**PASSAGE SHOWN:**
════════

Stephen Jaeger’s L282 Lotus White ’67 Beetle

Franken Fritz lives. On a Saturday morning a couple of years back, my daughter and I rigged up some chains and pulleys in the garage and safely lowered the newly rebuilt, 220 pound, engine from its stand onto a furniture dolly. After another 8 hours of banging and swearing, those four lugs found their place and the engine was installed. Unbelievably, after just four cranks of the starter, he fired up and Fritz was reborn!

It took a year and half of painstakingly rebuilding the engine to bring him back to life and even longer to make him the VW Beetle he wants to be. But now FF is ready for his debut. Over the last four years I have painstakingly followed directions and advice from books, the Internet, YouTube videos, The Samba and, most importantly all the VW “nutcases” out there – especially Jay Salser and Eric Shoemaker – who have graciously shared their wisdom.

I’m not sure how much of FF was original – probably just the body and chassis – but I have endeavored to try and restore him to his original stock glory.

There was much to do:

  • I rebuilt the wiper motor. Twice. It works. And yes, even the pneumatic window washer works!
  • I refurbished and repainted an original oil-bath air cleaner.
  • I secured heater boxes and a proper muffler. I can now get heat in the morning…after about a 30 minute drive!
  • I puttied, sanded, puttied, sanded, and painted a stock steering wheel back to health.
  • I installed a nicely refurbished bellow-type thermostat and fan vane controls.
  • I put in a proper glove box, passengers straps, rear seatbelts, and three point seatbelts in front. (Many thanks to Joy, Gary, and “Monica” for their visit and installation advice.)

════════

**GIVEN INFORMATION:**
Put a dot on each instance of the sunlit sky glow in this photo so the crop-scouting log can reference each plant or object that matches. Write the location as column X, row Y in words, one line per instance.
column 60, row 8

════════

**DO THIS:** Carry the account of restoring the '67 Beetle forward from its last bulleted item, keeping the same first-person voice.

**WRITTEN ANSWER:**
  • I installed new carpet.
  • I bought an original Sapphire V radio courtesy of Eric Shoemaker. I now have all the baseball games and talk radio that the AM band provides.
  • I replaced rubber in numerous places. Too much to count. (If anyone wants to know how to really put in those new door window seals, I know the installation secrets earned through many hours of banged knuckles, scratched paint, and filthy language.)
  • I restored and repainted the Z bar system.
  • I rebuilt the door handles. (Yeah, that pesky pin was gone.)
  • I rustled up the proper backup lights.

It has been difficult to find parts sometimes. I scoured the Internet before I finally found two beat up vent plates for the front footwell registers. They weren’t cheap. It was the same for the light and wiper dash switches (1967 only parts.) I am still on the lookout for the two metal pipes that the pre-heat hoses connect with. And I need to put in a proper metal vacuum line (a coiled vacuum hose fills in for now).

My last big purchase, indeed the most expensive, was two brand new chrome bumpers from Wolfsburg West. I had gone down to Corona California to see them in person for myself. And I was sold. Being able to replace the thin cheap Brazilian things with triple-chrome, period-correct, bumpers was well worth it.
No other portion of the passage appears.